> SHORT TASK
Can you retype every record below exactly as written?

## Start DATA EXCERPTS

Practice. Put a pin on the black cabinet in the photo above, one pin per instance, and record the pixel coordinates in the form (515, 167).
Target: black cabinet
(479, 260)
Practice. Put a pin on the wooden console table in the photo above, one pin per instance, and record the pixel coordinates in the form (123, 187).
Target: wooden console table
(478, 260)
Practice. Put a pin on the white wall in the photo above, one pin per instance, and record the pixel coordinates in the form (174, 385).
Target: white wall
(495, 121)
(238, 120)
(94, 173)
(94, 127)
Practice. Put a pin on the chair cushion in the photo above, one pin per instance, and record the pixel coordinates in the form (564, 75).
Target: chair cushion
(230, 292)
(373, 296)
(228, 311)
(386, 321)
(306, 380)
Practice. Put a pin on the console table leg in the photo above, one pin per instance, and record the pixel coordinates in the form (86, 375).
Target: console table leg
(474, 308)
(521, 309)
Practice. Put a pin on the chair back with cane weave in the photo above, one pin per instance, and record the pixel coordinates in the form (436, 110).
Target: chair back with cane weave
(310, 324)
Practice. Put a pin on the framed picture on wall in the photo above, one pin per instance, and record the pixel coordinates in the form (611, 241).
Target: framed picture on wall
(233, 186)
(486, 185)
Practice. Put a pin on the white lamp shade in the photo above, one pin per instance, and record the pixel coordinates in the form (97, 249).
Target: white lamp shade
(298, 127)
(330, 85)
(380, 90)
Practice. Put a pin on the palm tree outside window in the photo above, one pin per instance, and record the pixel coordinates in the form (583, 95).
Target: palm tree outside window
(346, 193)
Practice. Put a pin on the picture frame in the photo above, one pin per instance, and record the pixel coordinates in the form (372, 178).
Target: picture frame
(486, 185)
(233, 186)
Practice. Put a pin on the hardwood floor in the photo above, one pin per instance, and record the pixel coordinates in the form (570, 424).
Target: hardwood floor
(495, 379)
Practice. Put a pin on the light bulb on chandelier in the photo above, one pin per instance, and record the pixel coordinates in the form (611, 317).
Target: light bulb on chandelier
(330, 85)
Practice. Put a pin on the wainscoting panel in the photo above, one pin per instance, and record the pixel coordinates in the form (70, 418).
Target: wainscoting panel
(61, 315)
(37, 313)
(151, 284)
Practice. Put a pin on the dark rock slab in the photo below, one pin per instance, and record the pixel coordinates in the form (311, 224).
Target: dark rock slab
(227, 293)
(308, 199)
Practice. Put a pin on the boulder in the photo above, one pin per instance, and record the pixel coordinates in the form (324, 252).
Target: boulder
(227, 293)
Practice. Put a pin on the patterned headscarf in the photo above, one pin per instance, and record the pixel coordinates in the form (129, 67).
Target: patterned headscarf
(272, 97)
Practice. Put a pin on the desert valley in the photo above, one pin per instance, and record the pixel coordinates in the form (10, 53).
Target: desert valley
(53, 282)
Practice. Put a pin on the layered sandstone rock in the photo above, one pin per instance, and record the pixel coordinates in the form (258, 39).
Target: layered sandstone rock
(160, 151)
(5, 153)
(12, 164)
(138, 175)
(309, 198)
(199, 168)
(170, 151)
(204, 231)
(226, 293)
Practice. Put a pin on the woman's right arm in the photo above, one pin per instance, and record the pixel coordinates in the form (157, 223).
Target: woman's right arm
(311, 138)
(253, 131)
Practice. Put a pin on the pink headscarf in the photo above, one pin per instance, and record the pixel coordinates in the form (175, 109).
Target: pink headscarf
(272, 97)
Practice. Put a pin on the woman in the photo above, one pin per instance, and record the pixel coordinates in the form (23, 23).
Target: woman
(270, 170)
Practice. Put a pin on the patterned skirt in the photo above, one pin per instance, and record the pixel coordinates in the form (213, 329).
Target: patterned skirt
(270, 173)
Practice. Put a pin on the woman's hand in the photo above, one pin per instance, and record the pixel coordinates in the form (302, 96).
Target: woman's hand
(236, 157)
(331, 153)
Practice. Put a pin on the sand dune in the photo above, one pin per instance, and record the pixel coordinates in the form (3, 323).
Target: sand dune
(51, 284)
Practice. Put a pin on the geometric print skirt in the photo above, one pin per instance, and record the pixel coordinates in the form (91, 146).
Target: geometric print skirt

## End DATA EXCERPTS

> CORRECT ANSWER
Practice. Put a pin on the black cabinet in the photo above, one pin per instance, and record the pixel coordinates in the form (515, 167).
Target: black cabinet
(479, 260)
Practice. Put a pin on the wooden console table in the photo above, one pin per instance, and record the pixel coordinates in the form (123, 187).
Target: wooden console table
(478, 260)
Practice. Put a pin on the white wall in the photo above, one pin per instance, and record the pixel coordinates in the form (174, 385).
Target: white wall
(495, 121)
(238, 120)
(94, 173)
(94, 127)
Practice. Put a pin on the chair cushion in the photo above, one pin per instance, and record the pixel coordinates in the form (564, 75).
Target: chair cushion
(230, 292)
(373, 296)
(228, 311)
(386, 321)
(306, 380)
Practice. Put a pin on the console table leg in the photo above, one pin per instance, and record the pixel coordinates in the form (86, 375).
Target: console table leg
(474, 308)
(521, 309)
Practice. Put a pin on the chair back with cane weave in the photo above, one pin per instance, and record the pixel coordinates in the form (436, 110).
Target: chair back with cane weave
(310, 324)
Practice. Put a pin on the framed picture on wall in the photo above, one pin per instance, and record the pixel coordinates in the form (611, 241).
Target: framed picture on wall
(233, 186)
(486, 185)
Practice. Put a pin on the white lamp shade in the photo above, one pin per instance, and record the pixel coordinates in the form (97, 249).
Target: white lamp shade
(298, 127)
(330, 85)
(380, 90)
Practice. Put a pin on the palm tree outside window in the photo above, one pin per instance, and record the pixel coordinates in the form (583, 95).
Target: palm tree outside window
(346, 193)
Practice. Put a pin on the picture frame in the photo above, one pin per instance, and record the pixel coordinates in the form (372, 178).
Target: picture frame
(486, 185)
(233, 186)
Practice. Put a pin on the hardwood floor in the photo above, one pin per instance, and record the pixel coordinates in the form (570, 424).
Target: hardwood floor
(495, 379)
Practice. Put a pin on the light bulb on chandelier in the photo above, one pin per instance, and record the pixel coordinates in the form (611, 317).
Target: light bulb on chandelier
(330, 85)
Practice. Put a pin on the wainscoting panel in the photo above, one pin per instance, and record the pixel coordinates in the form (70, 418).
Target: wainscoting panel
(61, 315)
(37, 313)
(151, 284)
Practice. Put a pin on the dark rock slab in the photo below, one pin per instance, and record the pixel coordinates in the form (311, 224).
Target: dark rock slab
(227, 293)
(308, 199)
Practice. Put a pin on the boulder in the photo above, one pin per instance, and record the pixel coordinates in the form (324, 252).
Target: boulder
(227, 293)
Practice. Put a pin on the patterned headscarf in the photo above, one pin per instance, and record the pixel coordinates in the form (129, 67).
Target: patterned headscarf
(272, 97)
Practice. Put a pin on the desert valley in the photo above, one pin per instance, and record the pixel coordinates in the form (10, 53).
Target: desert valley
(53, 282)
Practice. Put a pin on the layered sandstone rock in the photo above, one pin per instance, and record the pixel coordinates in the form (258, 39).
Target: layered sandstone rock
(160, 151)
(5, 153)
(12, 164)
(138, 175)
(309, 198)
(199, 168)
(170, 151)
(204, 231)
(226, 293)
Practice. Put a pin on the woman's right arm in the photo above, one pin per instance, and record the pixel coordinates in the form (157, 223).
Target: woman's right arm
(311, 138)
(253, 131)
Practice. Put a pin on the pink headscarf in the photo above, one pin per instance, and record the pixel coordinates in the form (175, 109).
Target: pink headscarf
(272, 97)
Practice. Put a pin on the woman in the photo above, one pin per instance, and record the pixel coordinates in the form (23, 23).
Target: woman
(270, 170)
Practice. Put a pin on the patterned skirt in the photo above, one pin per instance, and record the pixel coordinates in the form (213, 329).
Target: patterned skirt
(270, 173)
Practice. Put a pin on the woman's hand in the photo above, one pin per instance, and record the pixel coordinates in the form (302, 96).
Target: woman's hand
(236, 157)
(331, 153)
Practice. Put a pin on the sand dune in the photo above, one pin per instance, and record the pixel coordinates in the form (3, 323).
Target: sand dune
(51, 284)
Practice. Put a pin on the geometric print skirt in the photo above, one pin per instance, and record the pixel coordinates in the form (91, 146).
Target: geometric print skirt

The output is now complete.